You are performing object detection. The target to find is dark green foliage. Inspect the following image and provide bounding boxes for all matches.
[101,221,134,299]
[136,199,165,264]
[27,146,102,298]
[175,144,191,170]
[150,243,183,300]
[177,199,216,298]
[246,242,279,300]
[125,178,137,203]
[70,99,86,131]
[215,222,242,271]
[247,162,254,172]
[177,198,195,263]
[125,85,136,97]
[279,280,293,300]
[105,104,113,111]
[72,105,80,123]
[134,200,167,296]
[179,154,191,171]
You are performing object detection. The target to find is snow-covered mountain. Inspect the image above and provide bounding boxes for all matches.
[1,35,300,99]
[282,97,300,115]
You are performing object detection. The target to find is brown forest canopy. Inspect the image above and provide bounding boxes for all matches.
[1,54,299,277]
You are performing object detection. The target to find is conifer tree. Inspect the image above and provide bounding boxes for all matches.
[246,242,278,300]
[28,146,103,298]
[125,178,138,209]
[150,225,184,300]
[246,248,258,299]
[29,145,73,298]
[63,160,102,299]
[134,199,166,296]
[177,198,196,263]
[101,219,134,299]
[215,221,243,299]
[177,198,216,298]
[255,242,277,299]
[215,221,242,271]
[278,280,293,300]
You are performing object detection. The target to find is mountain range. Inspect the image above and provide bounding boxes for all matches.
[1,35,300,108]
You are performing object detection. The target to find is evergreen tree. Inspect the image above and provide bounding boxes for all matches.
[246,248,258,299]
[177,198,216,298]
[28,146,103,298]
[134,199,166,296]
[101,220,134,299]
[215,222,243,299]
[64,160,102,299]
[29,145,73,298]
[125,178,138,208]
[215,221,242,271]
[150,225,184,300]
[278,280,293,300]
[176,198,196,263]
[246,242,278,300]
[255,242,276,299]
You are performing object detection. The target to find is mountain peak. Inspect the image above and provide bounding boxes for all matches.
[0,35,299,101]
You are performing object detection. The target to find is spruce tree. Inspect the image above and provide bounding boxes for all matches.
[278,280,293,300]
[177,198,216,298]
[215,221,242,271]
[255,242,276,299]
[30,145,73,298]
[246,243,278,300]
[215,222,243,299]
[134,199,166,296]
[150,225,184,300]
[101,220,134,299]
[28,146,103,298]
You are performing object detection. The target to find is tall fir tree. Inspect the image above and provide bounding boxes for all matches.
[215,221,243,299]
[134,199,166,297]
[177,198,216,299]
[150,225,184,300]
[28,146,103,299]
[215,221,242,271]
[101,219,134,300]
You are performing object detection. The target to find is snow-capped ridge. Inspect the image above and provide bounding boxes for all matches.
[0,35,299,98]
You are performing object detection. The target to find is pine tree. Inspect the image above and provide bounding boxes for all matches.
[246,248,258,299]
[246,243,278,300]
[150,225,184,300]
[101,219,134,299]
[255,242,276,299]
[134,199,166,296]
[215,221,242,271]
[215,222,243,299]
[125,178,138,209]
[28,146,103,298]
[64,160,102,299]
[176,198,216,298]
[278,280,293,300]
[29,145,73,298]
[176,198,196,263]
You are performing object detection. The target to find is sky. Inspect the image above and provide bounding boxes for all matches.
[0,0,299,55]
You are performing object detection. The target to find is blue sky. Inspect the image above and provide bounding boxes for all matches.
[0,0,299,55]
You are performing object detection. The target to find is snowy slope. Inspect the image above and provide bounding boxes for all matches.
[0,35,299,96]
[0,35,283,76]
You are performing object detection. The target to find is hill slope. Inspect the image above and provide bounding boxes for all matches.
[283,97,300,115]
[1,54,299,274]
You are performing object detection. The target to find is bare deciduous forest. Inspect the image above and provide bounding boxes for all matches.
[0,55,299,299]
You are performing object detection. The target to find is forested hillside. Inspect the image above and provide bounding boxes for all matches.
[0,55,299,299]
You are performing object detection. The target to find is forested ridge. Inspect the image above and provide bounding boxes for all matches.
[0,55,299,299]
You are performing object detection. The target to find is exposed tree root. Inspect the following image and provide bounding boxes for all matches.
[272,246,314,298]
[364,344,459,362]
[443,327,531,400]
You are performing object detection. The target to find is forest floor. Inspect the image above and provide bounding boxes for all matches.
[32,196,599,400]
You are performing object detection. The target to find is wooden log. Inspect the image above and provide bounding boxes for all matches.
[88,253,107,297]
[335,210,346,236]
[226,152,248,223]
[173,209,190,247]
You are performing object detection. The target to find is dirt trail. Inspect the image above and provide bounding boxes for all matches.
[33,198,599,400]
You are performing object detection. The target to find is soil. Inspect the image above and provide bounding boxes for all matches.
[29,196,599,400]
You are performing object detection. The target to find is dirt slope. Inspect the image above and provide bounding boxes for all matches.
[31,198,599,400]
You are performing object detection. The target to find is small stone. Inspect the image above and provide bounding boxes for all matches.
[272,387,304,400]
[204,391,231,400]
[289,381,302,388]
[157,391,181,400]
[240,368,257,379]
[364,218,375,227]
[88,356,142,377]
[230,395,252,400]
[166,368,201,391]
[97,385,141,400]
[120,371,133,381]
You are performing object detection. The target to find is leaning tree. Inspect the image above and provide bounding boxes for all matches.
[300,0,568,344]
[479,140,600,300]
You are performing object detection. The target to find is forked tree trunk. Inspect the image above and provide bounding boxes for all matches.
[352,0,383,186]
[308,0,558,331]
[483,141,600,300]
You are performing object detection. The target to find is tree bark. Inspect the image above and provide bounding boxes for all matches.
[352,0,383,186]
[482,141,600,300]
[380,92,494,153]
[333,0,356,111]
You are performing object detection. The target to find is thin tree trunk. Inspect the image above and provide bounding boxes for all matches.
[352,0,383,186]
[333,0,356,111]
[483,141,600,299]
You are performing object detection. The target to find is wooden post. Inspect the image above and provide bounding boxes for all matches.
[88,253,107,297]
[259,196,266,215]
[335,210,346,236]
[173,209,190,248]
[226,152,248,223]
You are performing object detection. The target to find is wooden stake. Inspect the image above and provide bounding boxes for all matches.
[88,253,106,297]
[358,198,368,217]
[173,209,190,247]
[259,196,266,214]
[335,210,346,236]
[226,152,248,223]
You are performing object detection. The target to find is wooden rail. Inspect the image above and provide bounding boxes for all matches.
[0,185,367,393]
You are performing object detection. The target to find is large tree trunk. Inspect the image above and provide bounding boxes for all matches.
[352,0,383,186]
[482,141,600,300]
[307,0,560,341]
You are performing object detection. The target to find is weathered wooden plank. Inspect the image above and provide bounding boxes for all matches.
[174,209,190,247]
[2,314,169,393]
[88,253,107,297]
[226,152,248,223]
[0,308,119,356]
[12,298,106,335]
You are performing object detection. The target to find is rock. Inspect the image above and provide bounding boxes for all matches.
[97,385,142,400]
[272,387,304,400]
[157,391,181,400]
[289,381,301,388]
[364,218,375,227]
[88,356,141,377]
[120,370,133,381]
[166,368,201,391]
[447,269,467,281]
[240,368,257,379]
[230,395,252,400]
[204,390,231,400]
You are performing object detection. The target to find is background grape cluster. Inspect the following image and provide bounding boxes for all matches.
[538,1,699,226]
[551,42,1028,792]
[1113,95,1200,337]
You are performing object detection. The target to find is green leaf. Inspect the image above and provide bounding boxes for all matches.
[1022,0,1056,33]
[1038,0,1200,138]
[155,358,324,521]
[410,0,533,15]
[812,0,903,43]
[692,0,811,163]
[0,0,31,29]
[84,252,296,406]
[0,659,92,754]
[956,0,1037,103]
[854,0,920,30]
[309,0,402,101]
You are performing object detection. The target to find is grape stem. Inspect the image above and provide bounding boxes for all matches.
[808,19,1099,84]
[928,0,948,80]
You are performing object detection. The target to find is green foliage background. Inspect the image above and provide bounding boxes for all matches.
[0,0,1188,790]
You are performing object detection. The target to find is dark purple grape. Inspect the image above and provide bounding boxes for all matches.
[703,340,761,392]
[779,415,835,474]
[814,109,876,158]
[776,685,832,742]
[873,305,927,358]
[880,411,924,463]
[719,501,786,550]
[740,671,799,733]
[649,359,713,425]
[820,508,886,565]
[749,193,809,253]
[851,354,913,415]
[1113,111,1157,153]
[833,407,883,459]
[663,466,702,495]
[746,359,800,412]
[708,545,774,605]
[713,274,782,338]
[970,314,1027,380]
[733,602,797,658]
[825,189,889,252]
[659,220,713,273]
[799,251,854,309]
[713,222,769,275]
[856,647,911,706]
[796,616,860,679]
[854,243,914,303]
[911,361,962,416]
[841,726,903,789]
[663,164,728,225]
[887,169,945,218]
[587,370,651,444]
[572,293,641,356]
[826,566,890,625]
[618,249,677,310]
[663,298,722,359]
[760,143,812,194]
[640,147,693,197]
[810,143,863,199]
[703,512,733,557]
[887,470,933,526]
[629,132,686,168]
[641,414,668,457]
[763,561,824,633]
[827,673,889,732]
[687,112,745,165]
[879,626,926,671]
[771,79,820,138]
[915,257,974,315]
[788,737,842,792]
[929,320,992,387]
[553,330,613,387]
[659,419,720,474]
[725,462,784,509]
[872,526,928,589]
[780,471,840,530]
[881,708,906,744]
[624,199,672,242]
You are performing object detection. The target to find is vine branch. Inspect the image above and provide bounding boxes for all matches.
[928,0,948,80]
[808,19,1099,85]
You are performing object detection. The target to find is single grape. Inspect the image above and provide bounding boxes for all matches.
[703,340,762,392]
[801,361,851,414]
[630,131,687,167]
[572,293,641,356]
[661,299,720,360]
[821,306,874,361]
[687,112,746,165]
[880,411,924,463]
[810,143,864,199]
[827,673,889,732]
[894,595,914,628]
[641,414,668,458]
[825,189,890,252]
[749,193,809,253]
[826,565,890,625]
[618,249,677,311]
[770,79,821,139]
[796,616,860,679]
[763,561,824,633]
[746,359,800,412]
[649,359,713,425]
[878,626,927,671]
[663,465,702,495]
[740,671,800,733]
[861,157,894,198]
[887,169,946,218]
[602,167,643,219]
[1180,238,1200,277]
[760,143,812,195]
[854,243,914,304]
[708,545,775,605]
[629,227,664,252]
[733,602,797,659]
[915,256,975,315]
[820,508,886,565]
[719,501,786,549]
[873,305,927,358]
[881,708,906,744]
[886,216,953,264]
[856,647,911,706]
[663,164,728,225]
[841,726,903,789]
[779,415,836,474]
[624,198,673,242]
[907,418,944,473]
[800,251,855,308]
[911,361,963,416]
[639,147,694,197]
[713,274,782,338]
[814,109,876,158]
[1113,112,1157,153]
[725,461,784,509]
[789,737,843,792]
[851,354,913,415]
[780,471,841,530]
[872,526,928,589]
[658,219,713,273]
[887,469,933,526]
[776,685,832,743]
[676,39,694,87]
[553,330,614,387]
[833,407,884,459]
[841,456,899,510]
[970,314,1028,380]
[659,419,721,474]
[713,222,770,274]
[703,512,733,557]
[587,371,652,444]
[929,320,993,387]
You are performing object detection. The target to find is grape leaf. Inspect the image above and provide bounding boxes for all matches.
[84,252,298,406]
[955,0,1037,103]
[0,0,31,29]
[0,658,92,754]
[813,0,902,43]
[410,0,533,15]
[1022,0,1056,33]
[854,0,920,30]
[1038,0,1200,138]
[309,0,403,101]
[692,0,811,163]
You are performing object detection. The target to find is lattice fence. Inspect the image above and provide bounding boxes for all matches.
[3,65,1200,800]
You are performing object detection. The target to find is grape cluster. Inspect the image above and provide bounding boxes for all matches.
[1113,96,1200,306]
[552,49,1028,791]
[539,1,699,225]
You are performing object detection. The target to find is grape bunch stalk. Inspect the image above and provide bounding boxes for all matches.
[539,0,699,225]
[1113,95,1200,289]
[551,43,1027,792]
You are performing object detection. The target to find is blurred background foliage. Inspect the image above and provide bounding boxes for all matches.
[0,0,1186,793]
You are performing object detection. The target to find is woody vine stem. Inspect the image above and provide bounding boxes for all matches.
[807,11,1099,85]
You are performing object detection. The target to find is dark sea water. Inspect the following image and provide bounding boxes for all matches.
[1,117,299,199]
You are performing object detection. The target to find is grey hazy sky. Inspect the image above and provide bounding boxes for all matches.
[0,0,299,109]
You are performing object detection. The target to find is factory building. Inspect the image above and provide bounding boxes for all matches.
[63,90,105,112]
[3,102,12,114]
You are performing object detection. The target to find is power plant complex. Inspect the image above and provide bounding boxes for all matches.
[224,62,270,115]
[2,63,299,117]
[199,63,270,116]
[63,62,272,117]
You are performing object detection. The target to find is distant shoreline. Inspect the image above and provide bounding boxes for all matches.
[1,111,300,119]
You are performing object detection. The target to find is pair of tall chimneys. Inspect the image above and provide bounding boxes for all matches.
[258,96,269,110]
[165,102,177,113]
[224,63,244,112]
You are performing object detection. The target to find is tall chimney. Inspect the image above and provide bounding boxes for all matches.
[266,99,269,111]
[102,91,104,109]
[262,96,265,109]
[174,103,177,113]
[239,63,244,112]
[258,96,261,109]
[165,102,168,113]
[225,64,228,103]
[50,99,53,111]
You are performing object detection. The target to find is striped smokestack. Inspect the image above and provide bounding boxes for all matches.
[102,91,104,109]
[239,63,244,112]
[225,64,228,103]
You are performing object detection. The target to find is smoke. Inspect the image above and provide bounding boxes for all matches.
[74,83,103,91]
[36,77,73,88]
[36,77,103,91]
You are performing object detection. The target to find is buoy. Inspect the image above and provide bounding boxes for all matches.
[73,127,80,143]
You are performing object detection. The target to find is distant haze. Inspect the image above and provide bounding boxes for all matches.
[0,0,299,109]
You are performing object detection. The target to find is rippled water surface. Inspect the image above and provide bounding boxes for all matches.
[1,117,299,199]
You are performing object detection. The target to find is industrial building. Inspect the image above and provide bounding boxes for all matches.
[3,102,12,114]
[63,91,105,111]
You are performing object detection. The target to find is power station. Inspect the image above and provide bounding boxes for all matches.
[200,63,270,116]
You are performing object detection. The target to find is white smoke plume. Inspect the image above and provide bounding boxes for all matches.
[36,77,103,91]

§ **Required work**
Can you quote exactly the lines from the one containing "is distant haze." through the last line of the records above, and nothing else?

§ **Solution**
You are performing object detection. The target to find is distant haze. Inspect the image above and provide bounding boxes for all matches.
[0,0,299,109]
You are performing object detection. The target to find is rippled water surface. Inspect the image above and provide bounding boxes for all matches.
[1,117,299,199]
You are performing object detection. The target to find is industrial building. Inspect the image above and provide bounding boxes for all matches.
[3,102,12,114]
[63,91,105,111]
You are performing object detection. The target to find is power station. Inspect the image above and provide bounding boxes for all matches.
[200,63,270,116]
You are performing object detection. The target to find is white smoke plume. Inspect the image above and provide bounding boxes for all matches.
[36,77,103,91]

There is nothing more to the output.